(SUPPLIED RECORDS begins)

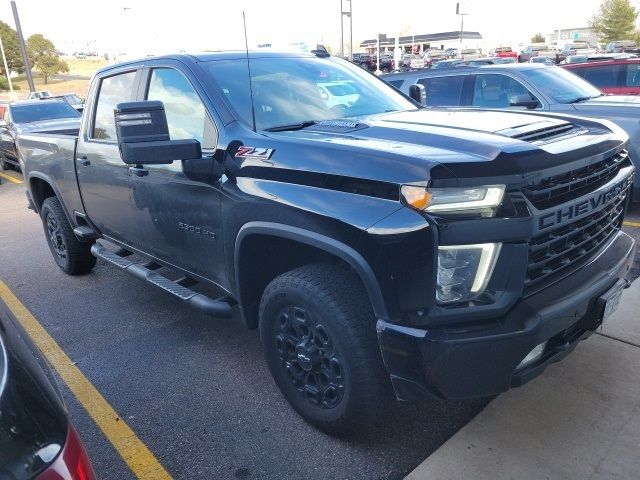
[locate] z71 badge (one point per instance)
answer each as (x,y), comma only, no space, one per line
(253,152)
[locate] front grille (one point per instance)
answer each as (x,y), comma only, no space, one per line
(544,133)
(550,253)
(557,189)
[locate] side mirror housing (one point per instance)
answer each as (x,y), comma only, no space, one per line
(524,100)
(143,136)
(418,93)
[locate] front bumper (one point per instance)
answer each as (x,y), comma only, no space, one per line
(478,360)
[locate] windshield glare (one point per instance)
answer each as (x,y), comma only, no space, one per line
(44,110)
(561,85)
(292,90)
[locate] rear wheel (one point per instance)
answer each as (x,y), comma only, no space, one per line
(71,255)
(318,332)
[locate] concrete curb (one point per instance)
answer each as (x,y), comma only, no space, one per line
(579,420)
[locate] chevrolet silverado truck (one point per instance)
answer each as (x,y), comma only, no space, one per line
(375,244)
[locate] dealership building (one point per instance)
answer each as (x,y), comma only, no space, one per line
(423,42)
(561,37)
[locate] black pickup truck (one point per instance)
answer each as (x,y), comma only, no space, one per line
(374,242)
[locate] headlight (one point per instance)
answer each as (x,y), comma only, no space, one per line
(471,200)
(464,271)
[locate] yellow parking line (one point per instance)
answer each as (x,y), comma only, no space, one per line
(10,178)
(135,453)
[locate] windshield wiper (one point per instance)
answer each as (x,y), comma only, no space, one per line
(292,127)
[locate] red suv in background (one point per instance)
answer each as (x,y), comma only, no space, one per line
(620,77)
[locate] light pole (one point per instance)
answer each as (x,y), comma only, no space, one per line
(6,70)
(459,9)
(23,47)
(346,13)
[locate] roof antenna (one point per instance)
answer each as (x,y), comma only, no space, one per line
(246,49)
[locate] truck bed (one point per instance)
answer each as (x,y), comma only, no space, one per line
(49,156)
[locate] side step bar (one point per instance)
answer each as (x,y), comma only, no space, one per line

(SUPPLIED RECORDS ends)

BRIEF:
From the line that has "[locate] front grille" through the line that has "[locate] black pickup", copy every line exactly as it appears above, and leave out all others.

RESULT:
[locate] front grille (one point per instance)
answer each as (x,y), comma only, no space, one per line
(544,133)
(550,253)
(557,189)
[locate] side mirror housing (one point per instance)
answer each as (x,y), comma only, no space, one per line
(524,100)
(143,136)
(418,93)
[locate] front bumper (one point per instance)
answer each as (x,y), comma only, no space, one per line
(478,360)
[locate] windshield glare (one point per instance)
answer each as (x,y), comma only, no space, one per line
(44,110)
(561,85)
(292,90)
[locate] rear wheel (one point per instance)
answer each as (x,y), comma only, no space, one per line
(71,255)
(318,332)
[locate] concrete curb (one point per instance)
answer each as (x,y), comma only, no space, one per line
(579,420)
[locate] chevrolet silverado truck (one point per instance)
answer each as (x,y), comma only, no space, one per line
(375,244)
[locate] dealership building (one point per instance)
answer each as (x,y), comma only, no space, one per line
(423,42)
(561,37)
[locate] black pickup truck (one point per instance)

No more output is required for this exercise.